### Text for analysis
####################
What epigenetics can bring to (plant) physiologists and ecologists in a climate change context
Résumé
Rising temperatures and decreasing precipitations in relation to climate change are causing intense drought episodes and forest decline. Sessile and perennial organisms as trees must adapt to survive thanks to two biological processes: individual phenotypic plasticity and adaptation, the genetic evolutionary capacity of a population. Moreover, after experiencing stress, plants have the remarkable ability to retain an ecological memory of that event. They exploit this stress memory to manage their phenotypic plasticity, to improve their resistance, resilience and recovery, to finally increase chances of survival when they encounter similar conditions again.
Recent studies showed that all differents mechanisms involved an epigenetic component in trees. However, little is known about the effects of recurring drought-rewatering stress cycles in trees and notably the epigenetic memory and potential priming effects. Such research was conducted in the frame of the ANR EPITREE project, which aims at studying the impact of DNA methylation, gene expression and allelic variations in the adaptation mechanisms of trees to their environment.
Here, we tested for an ecological memory effect in genotypes from European natural populations of black poplars (Populus nigra). An experimental setup was designed to evaluate the tree's recovery, after a drought-rewatering cycle of five weeks of drought and one week of re-watering. The response was evaluated one week (short-time) after recovery to a first stress cycle and one week after a second stress cycle done a one year (inter-annual) after the first one. Phenotypic measurement as well as multi-omics characterizations (transcriptome and methylome) were performed on cambium, the meristematic tissue forming the conductive vessels and enabling the production of wood. Our results support a short-time as well as an interannual memory related to epigenetic variation, in black poplar subjected to drought stress cycles.
####################
### Data shown

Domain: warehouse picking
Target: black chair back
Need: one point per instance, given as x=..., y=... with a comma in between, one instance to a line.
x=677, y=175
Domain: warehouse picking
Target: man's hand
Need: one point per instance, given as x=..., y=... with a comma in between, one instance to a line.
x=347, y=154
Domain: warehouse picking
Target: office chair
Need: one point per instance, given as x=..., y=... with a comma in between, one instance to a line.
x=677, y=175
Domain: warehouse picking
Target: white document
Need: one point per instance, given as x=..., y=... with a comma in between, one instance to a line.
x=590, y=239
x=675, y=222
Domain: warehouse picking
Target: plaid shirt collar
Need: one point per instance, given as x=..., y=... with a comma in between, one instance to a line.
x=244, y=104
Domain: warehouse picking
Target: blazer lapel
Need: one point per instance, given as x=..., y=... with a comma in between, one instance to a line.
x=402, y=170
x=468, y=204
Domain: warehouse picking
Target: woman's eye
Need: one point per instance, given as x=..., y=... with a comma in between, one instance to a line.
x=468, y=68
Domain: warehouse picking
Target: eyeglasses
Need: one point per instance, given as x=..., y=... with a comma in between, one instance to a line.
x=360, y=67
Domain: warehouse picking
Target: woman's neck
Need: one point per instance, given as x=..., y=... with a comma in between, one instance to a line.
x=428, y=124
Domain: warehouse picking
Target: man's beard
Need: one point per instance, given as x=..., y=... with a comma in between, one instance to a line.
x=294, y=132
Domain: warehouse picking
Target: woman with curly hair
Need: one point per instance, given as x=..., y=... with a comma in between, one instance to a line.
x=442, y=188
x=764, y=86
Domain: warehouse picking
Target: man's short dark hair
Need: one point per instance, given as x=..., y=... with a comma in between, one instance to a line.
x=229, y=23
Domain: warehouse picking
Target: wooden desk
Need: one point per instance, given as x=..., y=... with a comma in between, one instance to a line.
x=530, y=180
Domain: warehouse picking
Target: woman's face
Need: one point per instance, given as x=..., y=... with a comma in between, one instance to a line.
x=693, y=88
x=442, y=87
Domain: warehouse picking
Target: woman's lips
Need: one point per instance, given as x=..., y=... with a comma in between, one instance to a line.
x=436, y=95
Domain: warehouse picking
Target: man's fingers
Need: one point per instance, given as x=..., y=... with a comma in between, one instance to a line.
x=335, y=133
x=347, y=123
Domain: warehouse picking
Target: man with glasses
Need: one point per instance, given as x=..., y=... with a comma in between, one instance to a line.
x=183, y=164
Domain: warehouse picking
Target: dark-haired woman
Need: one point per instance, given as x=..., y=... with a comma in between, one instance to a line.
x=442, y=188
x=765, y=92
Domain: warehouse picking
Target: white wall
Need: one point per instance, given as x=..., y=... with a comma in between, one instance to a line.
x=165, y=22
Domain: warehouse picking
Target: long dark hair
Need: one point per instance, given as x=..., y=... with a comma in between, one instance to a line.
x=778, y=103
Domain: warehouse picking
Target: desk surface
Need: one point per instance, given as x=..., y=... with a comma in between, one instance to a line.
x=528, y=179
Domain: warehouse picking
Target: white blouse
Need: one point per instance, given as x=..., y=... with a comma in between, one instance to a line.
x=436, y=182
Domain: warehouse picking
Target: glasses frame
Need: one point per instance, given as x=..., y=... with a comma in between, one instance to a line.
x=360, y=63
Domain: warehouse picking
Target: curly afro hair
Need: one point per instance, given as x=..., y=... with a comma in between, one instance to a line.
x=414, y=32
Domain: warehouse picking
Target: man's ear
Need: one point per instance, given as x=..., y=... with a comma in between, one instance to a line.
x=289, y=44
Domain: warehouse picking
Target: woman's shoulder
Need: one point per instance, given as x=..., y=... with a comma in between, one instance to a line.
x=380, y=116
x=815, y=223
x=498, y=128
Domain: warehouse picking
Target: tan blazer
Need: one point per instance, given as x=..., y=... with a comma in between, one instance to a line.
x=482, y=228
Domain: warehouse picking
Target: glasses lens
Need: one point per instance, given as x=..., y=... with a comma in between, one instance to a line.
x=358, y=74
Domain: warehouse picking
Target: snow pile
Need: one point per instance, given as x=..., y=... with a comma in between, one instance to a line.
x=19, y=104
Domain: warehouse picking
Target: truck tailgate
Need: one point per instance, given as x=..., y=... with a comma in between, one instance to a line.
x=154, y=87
####################
### Task to complete
Copy out the abstract on epigenetics and tree drought memory from the top of the page, word for word.

### The completed task
What epigenetics can bring to (plant) physiologists and ecologists in a climate change context
Résumé
Rising temperatures and decreasing precipitations in relation to climate change are causing intense drought episodes and forest decline. Sessile and perennial organisms as trees must adapt to survive thanks to two biological processes: individual phenotypic plasticity and adaptation, the genetic evolutionary capacity of a population. Moreover, after experiencing stress, plants have the remarkable ability to retain an ecological memory of that event. They exploit this stress memory to manage their phenotypic plasticity, to improve their resistance, resilience and recovery, to finally increase chances of survival when they encounter similar conditions again.
Recent studies showed that all differents mechanisms involved an epigenetic component in trees. However, little is known about the effects of recurring drought-rewatering stress cycles in trees and notably the epigenetic memory and potential priming effects. Such research was conducted in the frame of the ANR EPITREE project, which aims at studying the impact of DNA methylation, gene expression and allelic variations in the adaptation mechanisms of trees to their environment.
Here, we tested for an ecological memory effect in genotypes from European natural populations of black poplars (Populus nigra). An experimental setup was designed to evaluate the tree's recovery, after a drought-rewatering cycle of five weeks of drought and one week of re-watering. The response was evaluated one week (short-time) after recovery to a first stress cycle and one week after a second stress cycle done a one year (inter-annual) after the first one. Phenotypic measurement as well as multi-omics characterizations (transcriptome and methylome) were performed on cambium, the meristematic tissue forming the conductive vessels and enabling the production of wood. Our results support a short-time as well as an interannual memory related to epigenetic variation, in black poplar subjected to drought stress cycles.